BEGIN
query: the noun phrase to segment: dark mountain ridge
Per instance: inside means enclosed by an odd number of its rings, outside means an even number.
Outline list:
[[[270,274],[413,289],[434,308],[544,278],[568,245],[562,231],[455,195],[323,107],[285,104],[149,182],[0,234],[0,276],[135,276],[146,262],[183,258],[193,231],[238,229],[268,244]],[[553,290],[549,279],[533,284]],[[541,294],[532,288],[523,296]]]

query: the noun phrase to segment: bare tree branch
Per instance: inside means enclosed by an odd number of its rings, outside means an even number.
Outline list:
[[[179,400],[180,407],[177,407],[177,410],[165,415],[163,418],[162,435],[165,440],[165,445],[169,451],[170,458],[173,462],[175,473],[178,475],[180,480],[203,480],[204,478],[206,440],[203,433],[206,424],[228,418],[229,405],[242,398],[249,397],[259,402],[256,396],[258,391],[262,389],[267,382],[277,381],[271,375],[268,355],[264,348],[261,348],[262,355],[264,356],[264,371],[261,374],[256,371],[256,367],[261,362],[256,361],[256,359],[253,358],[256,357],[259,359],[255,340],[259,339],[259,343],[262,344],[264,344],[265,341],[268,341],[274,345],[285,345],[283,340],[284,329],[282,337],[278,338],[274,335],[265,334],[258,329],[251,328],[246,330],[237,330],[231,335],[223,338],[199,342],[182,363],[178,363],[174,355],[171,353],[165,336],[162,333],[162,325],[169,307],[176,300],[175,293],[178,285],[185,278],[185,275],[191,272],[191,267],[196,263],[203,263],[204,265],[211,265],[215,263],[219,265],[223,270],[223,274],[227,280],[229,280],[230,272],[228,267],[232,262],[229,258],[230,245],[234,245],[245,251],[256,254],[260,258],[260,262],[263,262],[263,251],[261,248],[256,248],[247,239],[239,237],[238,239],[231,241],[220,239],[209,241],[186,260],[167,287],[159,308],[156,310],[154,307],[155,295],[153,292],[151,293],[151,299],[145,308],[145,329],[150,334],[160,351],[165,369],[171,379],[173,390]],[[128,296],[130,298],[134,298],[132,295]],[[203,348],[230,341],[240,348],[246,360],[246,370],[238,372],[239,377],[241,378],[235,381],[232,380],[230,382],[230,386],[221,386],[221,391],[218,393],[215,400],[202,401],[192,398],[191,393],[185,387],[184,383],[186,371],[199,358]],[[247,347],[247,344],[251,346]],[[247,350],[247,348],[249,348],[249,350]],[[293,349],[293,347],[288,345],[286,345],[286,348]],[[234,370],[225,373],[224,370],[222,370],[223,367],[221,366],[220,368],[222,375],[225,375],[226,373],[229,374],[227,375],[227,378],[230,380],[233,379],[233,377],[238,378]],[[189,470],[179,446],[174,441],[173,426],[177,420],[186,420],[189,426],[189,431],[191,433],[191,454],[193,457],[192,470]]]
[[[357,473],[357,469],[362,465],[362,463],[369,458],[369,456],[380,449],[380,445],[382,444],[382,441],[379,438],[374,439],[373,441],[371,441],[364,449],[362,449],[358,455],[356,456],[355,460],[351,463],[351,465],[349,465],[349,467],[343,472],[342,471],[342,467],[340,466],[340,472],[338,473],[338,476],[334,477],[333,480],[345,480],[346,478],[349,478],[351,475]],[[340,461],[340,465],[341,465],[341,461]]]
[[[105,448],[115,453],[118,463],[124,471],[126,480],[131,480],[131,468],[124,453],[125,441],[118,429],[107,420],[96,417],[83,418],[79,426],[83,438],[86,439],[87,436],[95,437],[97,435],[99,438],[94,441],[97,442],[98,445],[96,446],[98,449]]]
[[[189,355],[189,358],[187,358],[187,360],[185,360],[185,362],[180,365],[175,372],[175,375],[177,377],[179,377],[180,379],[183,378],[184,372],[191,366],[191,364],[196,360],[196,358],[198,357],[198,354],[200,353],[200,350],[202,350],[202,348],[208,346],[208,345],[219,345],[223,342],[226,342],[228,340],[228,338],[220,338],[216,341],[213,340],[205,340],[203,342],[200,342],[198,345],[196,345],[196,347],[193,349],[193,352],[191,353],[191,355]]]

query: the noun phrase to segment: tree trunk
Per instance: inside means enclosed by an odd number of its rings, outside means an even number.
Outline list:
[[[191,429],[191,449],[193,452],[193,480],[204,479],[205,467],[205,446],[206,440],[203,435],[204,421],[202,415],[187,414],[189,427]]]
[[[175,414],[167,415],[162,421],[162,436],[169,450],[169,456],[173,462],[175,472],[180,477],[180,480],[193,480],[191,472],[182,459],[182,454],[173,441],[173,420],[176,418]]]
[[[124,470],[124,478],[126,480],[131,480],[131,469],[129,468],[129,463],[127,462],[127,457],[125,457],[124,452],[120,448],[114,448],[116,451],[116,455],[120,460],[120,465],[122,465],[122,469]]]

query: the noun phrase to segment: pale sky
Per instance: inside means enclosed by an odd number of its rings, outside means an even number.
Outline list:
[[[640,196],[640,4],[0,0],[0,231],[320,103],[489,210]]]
END
◆ **What you will do**
Reproduce the entries above in full by retyping them exactly.

◆ **Answer to this task**
query: the noun phrase to segment: dark mountain ridge
Per instance: inside means enclosed by an odd number of its rings, outside means an even number.
Outline list:
[[[270,274],[413,289],[434,308],[544,278],[568,245],[562,231],[455,195],[323,107],[285,104],[149,182],[0,234],[0,276],[135,276],[146,262],[183,258],[193,231],[238,229],[268,244]],[[553,290],[549,279],[533,284]],[[541,294],[532,288],[523,296]]]

query: the noun phrase to segment: bare tree branch
Per instance: inside means enclosed by an odd number of its rings, outside means an even number.
Outline list:
[[[179,400],[180,407],[177,407],[177,410],[165,415],[163,418],[162,435],[165,440],[165,445],[169,451],[170,458],[173,462],[175,473],[178,475],[180,480],[203,480],[204,478],[206,440],[203,433],[206,424],[228,418],[229,405],[242,398],[249,397],[259,402],[256,396],[258,391],[262,389],[267,382],[277,381],[271,375],[268,355],[264,348],[261,348],[262,355],[264,356],[264,371],[261,374],[256,371],[256,367],[261,362],[256,361],[256,359],[253,358],[256,357],[259,359],[255,340],[259,339],[259,343],[262,344],[264,344],[265,341],[268,341],[274,345],[285,345],[283,340],[284,329],[282,337],[278,338],[274,335],[265,334],[258,329],[251,328],[246,330],[237,330],[231,335],[223,338],[199,342],[182,363],[178,363],[174,355],[171,353],[165,336],[162,333],[162,325],[169,307],[176,300],[175,293],[178,285],[185,278],[185,275],[191,272],[191,267],[196,263],[203,263],[204,265],[211,265],[215,263],[219,265],[223,270],[223,274],[227,280],[229,280],[230,272],[228,267],[232,262],[229,258],[230,245],[234,245],[245,251],[256,254],[260,258],[260,262],[263,262],[263,251],[261,248],[256,248],[247,239],[239,237],[238,239],[231,241],[220,239],[209,241],[186,260],[167,287],[159,308],[156,310],[154,307],[155,295],[153,292],[151,293],[151,299],[145,308],[145,329],[150,334],[160,351],[165,369],[171,379],[173,390]],[[128,296],[130,298],[134,298],[132,295]],[[203,348],[230,341],[240,348],[246,360],[246,370],[238,372],[239,377],[241,378],[235,381],[232,380],[230,382],[230,386],[221,386],[221,391],[218,393],[215,400],[202,401],[192,398],[191,393],[185,387],[184,383],[186,371],[199,358]],[[247,347],[247,344],[251,346]],[[247,350],[247,348],[249,348],[249,350]],[[293,349],[293,347],[288,345],[286,345],[286,348]],[[234,370],[225,373],[224,370],[222,370],[223,367],[221,366],[220,368],[222,375],[225,375],[226,373],[229,374],[227,375],[227,378],[230,380],[233,379],[233,377],[238,378]],[[189,470],[179,446],[174,441],[173,426],[177,420],[186,420],[189,426],[189,431],[191,433],[191,454],[193,457],[192,470]]]
[[[357,473],[357,469],[362,465],[362,463],[369,458],[369,456],[380,449],[380,445],[382,444],[382,441],[379,438],[374,439],[373,441],[371,441],[364,449],[362,449],[358,455],[356,456],[355,460],[351,463],[351,465],[349,465],[349,467],[343,472],[342,471],[342,467],[340,466],[340,472],[338,473],[338,476],[334,477],[333,480],[345,480],[346,478],[349,478],[351,475]],[[340,461],[340,465],[341,465],[341,461]]]
[[[105,448],[115,453],[118,463],[124,471],[126,480],[131,480],[131,468],[124,453],[125,441],[118,429],[107,420],[96,417],[83,418],[79,426],[83,438],[86,439],[87,436],[95,437],[97,435],[99,438],[94,441],[97,442],[98,445],[96,446],[98,449]]]
[[[189,355],[189,358],[187,358],[187,360],[185,360],[185,362],[180,365],[175,372],[175,375],[177,377],[179,377],[180,379],[183,378],[184,372],[191,366],[191,364],[196,360],[196,358],[198,357],[198,354],[200,353],[200,350],[202,350],[202,348],[208,346],[208,345],[219,345],[223,342],[226,342],[228,340],[228,338],[220,338],[216,341],[213,340],[205,340],[203,342],[200,342],[198,345],[196,345],[196,347],[193,349],[193,352],[191,353],[191,355]]]

query: the noun phrase to segment: tree trunk
Per instance: inside means enclosed by an odd number of its rings, outside means an even number.
Outline list:
[[[191,429],[191,449],[193,452],[193,480],[204,479],[205,467],[205,446],[206,440],[203,435],[204,421],[202,415],[187,414],[189,427]]]
[[[175,414],[167,415],[162,421],[162,436],[169,450],[169,456],[173,462],[175,472],[180,477],[180,480],[193,480],[191,472],[182,459],[182,454],[173,441],[173,420],[176,418]]]
[[[124,470],[124,478],[126,480],[131,480],[131,469],[129,468],[129,463],[127,462],[127,457],[125,457],[124,452],[120,448],[114,448],[116,451],[116,455],[120,460],[120,465],[122,465],[122,469]]]

query: the noun phrase to segment: pale sky
Per instance: inside means enclosed by an odd number of its rings, outside means an even number.
Outline list:
[[[640,196],[640,4],[0,0],[0,231],[320,103],[489,210]]]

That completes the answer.